Retype the following records exactly and exclude the pictures.

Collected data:
※

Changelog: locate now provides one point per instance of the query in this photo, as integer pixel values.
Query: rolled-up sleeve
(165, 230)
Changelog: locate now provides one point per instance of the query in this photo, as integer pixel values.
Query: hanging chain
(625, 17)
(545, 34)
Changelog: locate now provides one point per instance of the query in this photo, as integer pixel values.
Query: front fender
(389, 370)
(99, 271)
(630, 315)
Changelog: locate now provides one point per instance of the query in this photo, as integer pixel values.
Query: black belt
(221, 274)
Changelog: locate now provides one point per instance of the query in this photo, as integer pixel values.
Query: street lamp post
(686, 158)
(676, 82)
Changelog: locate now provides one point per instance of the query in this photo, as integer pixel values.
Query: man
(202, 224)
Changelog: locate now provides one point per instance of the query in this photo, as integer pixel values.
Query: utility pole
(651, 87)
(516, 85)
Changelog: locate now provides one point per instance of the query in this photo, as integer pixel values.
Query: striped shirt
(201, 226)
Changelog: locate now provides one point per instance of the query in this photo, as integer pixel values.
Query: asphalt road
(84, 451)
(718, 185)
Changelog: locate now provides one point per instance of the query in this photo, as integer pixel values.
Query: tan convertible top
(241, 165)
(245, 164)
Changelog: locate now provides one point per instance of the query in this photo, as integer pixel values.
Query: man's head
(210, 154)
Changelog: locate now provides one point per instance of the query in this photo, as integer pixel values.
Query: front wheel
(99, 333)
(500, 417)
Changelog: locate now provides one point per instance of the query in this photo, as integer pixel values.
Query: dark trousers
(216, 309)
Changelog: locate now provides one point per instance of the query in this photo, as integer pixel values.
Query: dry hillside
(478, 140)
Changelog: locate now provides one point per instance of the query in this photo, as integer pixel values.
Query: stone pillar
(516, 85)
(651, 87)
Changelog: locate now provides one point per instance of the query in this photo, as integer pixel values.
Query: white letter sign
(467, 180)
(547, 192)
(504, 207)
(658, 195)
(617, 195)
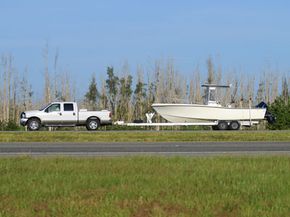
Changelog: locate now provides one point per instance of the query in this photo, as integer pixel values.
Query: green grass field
(145, 186)
(147, 136)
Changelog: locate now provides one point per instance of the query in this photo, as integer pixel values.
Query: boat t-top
(225, 117)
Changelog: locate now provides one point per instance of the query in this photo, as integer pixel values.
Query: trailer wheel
(222, 125)
(215, 127)
(234, 125)
(92, 124)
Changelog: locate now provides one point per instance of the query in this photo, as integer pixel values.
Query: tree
(124, 98)
(281, 110)
(285, 92)
(210, 71)
(139, 98)
(47, 87)
(112, 84)
(91, 97)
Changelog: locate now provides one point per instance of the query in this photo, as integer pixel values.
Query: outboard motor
(269, 116)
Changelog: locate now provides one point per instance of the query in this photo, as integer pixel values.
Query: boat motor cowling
(262, 105)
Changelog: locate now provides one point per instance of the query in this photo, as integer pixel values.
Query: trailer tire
(92, 124)
(222, 125)
(235, 125)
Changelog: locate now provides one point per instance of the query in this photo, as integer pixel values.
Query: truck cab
(63, 114)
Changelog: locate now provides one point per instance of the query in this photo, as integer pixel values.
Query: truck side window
(53, 108)
(68, 107)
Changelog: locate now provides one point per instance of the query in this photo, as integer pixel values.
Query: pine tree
(91, 97)
(112, 84)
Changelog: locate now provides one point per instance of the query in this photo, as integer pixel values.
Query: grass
(141, 136)
(145, 186)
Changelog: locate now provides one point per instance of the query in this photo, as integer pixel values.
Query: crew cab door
(52, 115)
(69, 114)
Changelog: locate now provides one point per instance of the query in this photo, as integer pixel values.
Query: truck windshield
(44, 107)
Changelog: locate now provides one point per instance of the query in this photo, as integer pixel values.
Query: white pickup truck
(63, 114)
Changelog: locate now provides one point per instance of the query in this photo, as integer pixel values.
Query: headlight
(23, 115)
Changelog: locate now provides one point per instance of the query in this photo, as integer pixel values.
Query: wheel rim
(34, 125)
(93, 125)
(235, 125)
(223, 126)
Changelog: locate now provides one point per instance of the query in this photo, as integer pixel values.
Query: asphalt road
(124, 149)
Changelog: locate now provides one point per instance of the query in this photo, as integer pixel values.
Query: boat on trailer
(223, 117)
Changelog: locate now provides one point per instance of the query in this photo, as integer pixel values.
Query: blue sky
(93, 34)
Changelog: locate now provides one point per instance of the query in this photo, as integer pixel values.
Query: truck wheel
(234, 125)
(33, 124)
(93, 124)
(222, 125)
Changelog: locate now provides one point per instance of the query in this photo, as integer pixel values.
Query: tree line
(130, 95)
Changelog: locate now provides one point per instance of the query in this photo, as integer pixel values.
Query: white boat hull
(190, 113)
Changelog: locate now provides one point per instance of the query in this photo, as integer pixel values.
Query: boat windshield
(44, 107)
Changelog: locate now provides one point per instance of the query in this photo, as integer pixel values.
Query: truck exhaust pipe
(268, 116)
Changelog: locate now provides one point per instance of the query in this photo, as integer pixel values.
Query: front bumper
(23, 121)
(106, 122)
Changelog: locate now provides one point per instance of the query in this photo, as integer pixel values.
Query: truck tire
(234, 125)
(92, 124)
(222, 125)
(33, 124)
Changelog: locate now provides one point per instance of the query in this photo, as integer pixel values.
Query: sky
(91, 35)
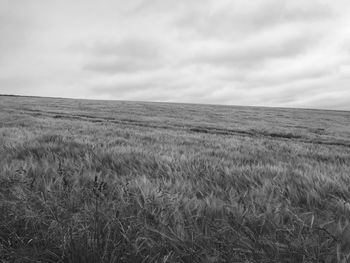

※

* RESULT FOR THIS TASK *
Changelog: locate now provides one point per instance of the query in this photo, as integer pixel values.
Query: rolled-up sleeve
(165, 230)
Changelog: locate now provides one point per instance of the query in this photo, as integer pixel values.
Query: hanging chain
(625, 17)
(545, 34)
Changelog: locate now provides one point per instance of the query in this photo, as integer pixel values.
Query: front fender
(389, 370)
(99, 271)
(630, 315)
Changelog: locate now provides one point per instance of the query in this photo, as integer pixel values.
Query: black belt
(221, 274)
Changelog: locate now provides one point per instance of the query in this photo, as integer pixel values.
Query: street lamp post
(686, 158)
(676, 82)
Changelog: locate now provides one point per instance of the query in this photo, as integer pixel values.
Query: man
(202, 224)
Changelog: locate now provides one point per instance of the query in this photo, as integer pixel values.
Query: utility pole
(651, 87)
(516, 85)
Changelog: locate now provides one point per instance of the query in this photo, as integer pixel values.
Query: striped shirt
(201, 226)
Changelog: locate now provides one point per instance of the query in this photo, as integer pixel values.
Query: asphalt road
(84, 451)
(718, 185)
Changelog: locate now provides one point per instance of the query in this photo, as integer pixel values.
Query: tan convertible top
(241, 165)
(245, 164)
Changelog: locate now provides one point per instance of the query in this photo, as integer pixel values.
Query: man's head
(210, 154)
Changelog: locate now provides one point per instance of the query in this photo, as integer pixel values.
Query: front wheel
(99, 333)
(500, 417)
Changelog: locate now provides one point per instance of the query in this photo, as integer pixel values.
Query: dark trousers
(216, 309)
Changelog: locate now provides one point per instance of the query in this photo, as integer pixel values.
Query: dry hillside
(478, 140)
Changelog: locate now provides one point per instance of the query in this photo, as integer pixel values.
Query: stone pillar
(516, 85)
(651, 87)
Changelog: locate now provides one point per instance of the query in this photo, as integer pixel values.
Query: white letter sign
(467, 180)
(547, 192)
(504, 207)
(658, 195)
(617, 195)
Changelog: locate now provides one point per instance of the query in this photo, as integer pixel values.
Query: green grass field
(145, 186)
(147, 136)
Changelog: locate now provides one point per instance of the query in this photo, as integer pixel values.
Query: boat t-top
(225, 117)
Changelog: locate now provides one point per instance of the query in this photo, as integer pixel values.
Query: trailer wheel
(222, 125)
(215, 127)
(234, 125)
(92, 124)
Changelog: locate now provides one point per instance of the query in this photo, as integer pixel values.
Query: tree
(124, 98)
(281, 110)
(285, 92)
(210, 71)
(139, 98)
(47, 87)
(112, 84)
(91, 97)
Changelog: locate now provides one point per instance of the query in this photo, as integer pixel values.
Query: outboard motor
(269, 116)
Changelog: locate now provides one point per instance of the query in this photo, as integer pixel values.
Query: boat motor cowling
(262, 105)
Changelog: locate now provides one point per instance of the query in this photo, as integer pixel values.
Query: trailer tire
(92, 124)
(222, 125)
(235, 125)
Changelog: locate now provides one point per instance of the query in this photo, as integer pixel values.
Query: truck cab
(63, 114)
Changelog: locate now provides one point per instance of the query in this photo, as integer pixel values.
Query: truck side window
(53, 108)
(68, 107)
Changelog: locate now provides one point per instance of the query in this photo, as integer pixel values.
Query: pine tree
(91, 97)
(112, 84)
Changelog: locate now provides one point per instance of the query in this photo, as integer pixel values.
Query: grass
(141, 136)
(145, 186)
Changelog: locate now provides one point per instance of the query in this photo, as integer pixel values.
Query: crew cab door
(52, 115)
(69, 114)
Changelog: locate now provides one point per instance of the query in this photo, as integer pixel values.
Query: truck windshield
(44, 107)
Changelog: locate now provides one point per instance of the query in this photo, as integer pixel values.
Query: white pickup truck
(63, 114)
Changelog: locate now provides one point per instance of the query in this photo, as integer pixel values.
Query: headlight
(23, 115)
Changelog: locate now provides one point per instance of the query in this photo, as integer pixel values.
Query: wheel rim
(34, 125)
(93, 125)
(235, 125)
(223, 126)
Changelog: locate now provides one point per instance of the query in this photo, as integer pixel values.
Query: asphalt road
(124, 149)
Changelog: locate now provides one point per instance of the query in this photo, as integer pixel values.
Query: boat on trailer
(223, 117)
Changelog: locate now provides one point per instance of the query in this photo, as integer pixel values.
Query: blue sky
(93, 34)
Changelog: locate now provides one point per instance of the query in this photo, as integer pixel values.
Query: truck wheel
(234, 125)
(33, 124)
(93, 124)
(222, 125)
Changelog: locate now provides one point per instance of the query in this photo, as integer pixel values.
Query: tree line
(130, 95)
Changelog: locate now provides one point per instance of the query in this photo, as integer pixel values.
Query: white boat hull
(190, 113)
Changelog: locate now provides one point per instance of the query in this photo, as integer pixel values.
Query: boat windshield
(44, 107)
Changelog: locate now provides one point per instance of the query in this photo, as integer pixel values.
Query: truck exhaust pipe
(268, 116)
Changelog: locate now provides one point per instance of the query in this photo, as integer pixel values.
Query: front bumper
(23, 121)
(106, 122)
Changelog: locate now provides one point per instance of the query in this photo, as integer pixel values.
Query: truck tire
(234, 125)
(92, 124)
(222, 125)
(33, 124)
Changelog: locate now provides one point per instance of the query in this photo, as integer pixel values.
Query: sky
(91, 35)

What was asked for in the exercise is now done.